AIM:
Return all the data, word for word.

━━ ENTRIES SUPPLIED ━━

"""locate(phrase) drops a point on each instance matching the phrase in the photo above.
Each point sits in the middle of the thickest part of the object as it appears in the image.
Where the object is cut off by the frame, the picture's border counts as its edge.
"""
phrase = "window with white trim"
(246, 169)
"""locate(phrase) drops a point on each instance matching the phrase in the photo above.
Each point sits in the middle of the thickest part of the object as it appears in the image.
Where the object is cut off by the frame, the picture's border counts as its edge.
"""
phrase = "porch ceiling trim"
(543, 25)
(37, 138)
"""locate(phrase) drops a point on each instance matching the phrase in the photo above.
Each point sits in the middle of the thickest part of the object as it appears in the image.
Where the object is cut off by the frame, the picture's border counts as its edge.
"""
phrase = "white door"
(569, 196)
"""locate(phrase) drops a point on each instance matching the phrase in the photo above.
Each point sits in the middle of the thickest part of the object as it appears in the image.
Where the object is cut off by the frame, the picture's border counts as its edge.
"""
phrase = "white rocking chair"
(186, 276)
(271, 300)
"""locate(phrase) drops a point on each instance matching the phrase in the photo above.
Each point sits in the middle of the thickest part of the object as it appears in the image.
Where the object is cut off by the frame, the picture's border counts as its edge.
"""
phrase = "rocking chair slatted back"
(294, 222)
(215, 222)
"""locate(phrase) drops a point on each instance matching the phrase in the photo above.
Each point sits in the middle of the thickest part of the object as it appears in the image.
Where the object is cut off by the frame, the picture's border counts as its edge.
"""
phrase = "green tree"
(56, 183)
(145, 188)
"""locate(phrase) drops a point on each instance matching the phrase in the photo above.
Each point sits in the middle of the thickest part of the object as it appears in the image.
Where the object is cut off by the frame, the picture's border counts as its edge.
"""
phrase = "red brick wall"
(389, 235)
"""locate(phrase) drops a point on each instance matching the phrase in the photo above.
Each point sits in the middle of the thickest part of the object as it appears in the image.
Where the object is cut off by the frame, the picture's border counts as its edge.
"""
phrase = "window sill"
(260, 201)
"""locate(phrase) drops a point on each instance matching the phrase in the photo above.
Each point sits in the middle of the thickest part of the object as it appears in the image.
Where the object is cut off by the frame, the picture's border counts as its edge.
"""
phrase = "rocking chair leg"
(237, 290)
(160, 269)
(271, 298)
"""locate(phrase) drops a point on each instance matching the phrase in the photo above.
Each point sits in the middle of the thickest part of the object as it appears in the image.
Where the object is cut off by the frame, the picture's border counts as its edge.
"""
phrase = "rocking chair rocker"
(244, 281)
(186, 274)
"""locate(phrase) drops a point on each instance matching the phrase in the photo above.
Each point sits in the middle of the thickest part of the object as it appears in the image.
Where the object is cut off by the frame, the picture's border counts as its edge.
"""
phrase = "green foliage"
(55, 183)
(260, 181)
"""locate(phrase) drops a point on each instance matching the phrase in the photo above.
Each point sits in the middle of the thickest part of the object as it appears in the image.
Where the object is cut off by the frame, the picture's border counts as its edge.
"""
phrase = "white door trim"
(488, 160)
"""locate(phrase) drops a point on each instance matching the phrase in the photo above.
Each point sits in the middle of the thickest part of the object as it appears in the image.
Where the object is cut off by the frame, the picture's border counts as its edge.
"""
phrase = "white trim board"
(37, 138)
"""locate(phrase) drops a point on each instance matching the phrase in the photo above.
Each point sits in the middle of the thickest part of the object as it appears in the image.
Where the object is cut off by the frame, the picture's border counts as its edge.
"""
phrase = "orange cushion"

━━━

RESPONSE TO THE EXERCISE:
"""locate(phrase) drops a point on each instance matching the phrase in the photo above.
Each point sits in the middle of the thickest part of the object as it appears in the image.
Where the object is cut off by the frame, the picture's border counts as its edge.
"""
phrase = "window with white trim"
(246, 169)
"""locate(phrase) drops a point on each instance matching the phrase in the photo above.
Each point sits in the middle of the thickest part of the object as it appears in the image.
Where the object is cut off by the frame, the picture's border counts as its edge.
"""
phrase = "porch ceiling trim"
(543, 25)
(37, 138)
"""locate(phrase) drops a point on each instance matching the phrase in the photo above.
Each point sits in the middle of the thickest part of the object as it appears in the image.
Where the object is cut off by the frame, the picture's border counts as its edge.
"""
phrase = "white door"
(569, 196)
"""locate(phrase) drops a point on each instance matching the phrase in the photo above.
Each point sits in the middle of the thickest part of the object as it appears in the image.
Where the object is cut off by the frame, the picture's border counts as its edge.
"""
phrase = "white rocking chair"
(186, 276)
(271, 300)
"""locate(phrase) drops a point on each instance matching the phrase in the photo above.
Each point sits in the middle of the thickest part of the object as it appears in the image.
Where the object is cut off by the frame, the picture's border counts as its edge.
"""
phrase = "rocking chair slatted back"
(294, 222)
(215, 222)
"""locate(phrase) drops a point on each instance matching the phrase in the photo above.
Each point sits in the middle of the thickest part of the object as it appears in the image.
Where the object is cut off by the frame, the picture's border counts as its edge.
"""
phrase = "green tree"
(56, 183)
(145, 188)
"""locate(phrase) drops a point on each instance matching the phrase in the photo above.
Each point sits in the middle of the thickest part of the object as it appears in the image.
Where the object is cut off by the frame, the picture's border counts as its edge.
"""
phrase = "red brick wall"
(389, 235)
"""locate(phrase) drops a point on each instance matching the phrase in the photo above.
Each point sits in the middle of the thickest part of the object as it appears in the image.
Where the object is cut off by the frame, the picture's border counts as its edge.
"""
phrase = "window sill"
(260, 201)
"""locate(phrase) drops a point on each instance matching the phrase in the photo above.
Each point sits in the middle of the thickest part of the object as it appears in the image.
Where the object is cut off by the frame, the picture's border counts as its edge.
"""
phrase = "rocking chair leg"
(237, 290)
(160, 269)
(271, 298)
"""locate(phrase) drops a point on each instance matching the phrase in the photo above.
Each point sits in the middle of the thickest part of the object as it appears in the image.
Where the object is cut off by the frame, the picture's border counts as its edge.
"""
phrase = "rocking chair rocker"
(244, 281)
(186, 274)
"""locate(phrase) drops a point on each instance matching the phrase in the photo above.
Each point sits in the middle of the thickest part of the object as it appears in the image.
Where the object is cut off by the frame, the picture's border counts as its edge.
"""
phrase = "green foliage"
(55, 183)
(260, 181)
"""locate(phrase) drops a point on each instance matching the phrase in the photo above.
Each point sits in the middle of the thickest part of the object as it appears in the image.
Where the object is cut off by the frame, the picture's border counts as its edge.
"""
phrase = "white door trim"
(488, 160)
"""locate(phrase) drops a point on each instance matching the phrase in the photo above.
Each point sits in the middle of the thickest part of the object as it appears in the image.
Where the object is cut off by the frame, the picture's border counts as its edge.
"""
phrase = "white trim board"
(37, 138)
"""locate(phrase) drops a point on each instance matching the phrase in the photo above.
Each point sits in the middle of the thickest part of the object as it appears in the image.
Where the object is cut off by the frame, the picture's border counts as its edge.
"""
phrase = "orange cushion"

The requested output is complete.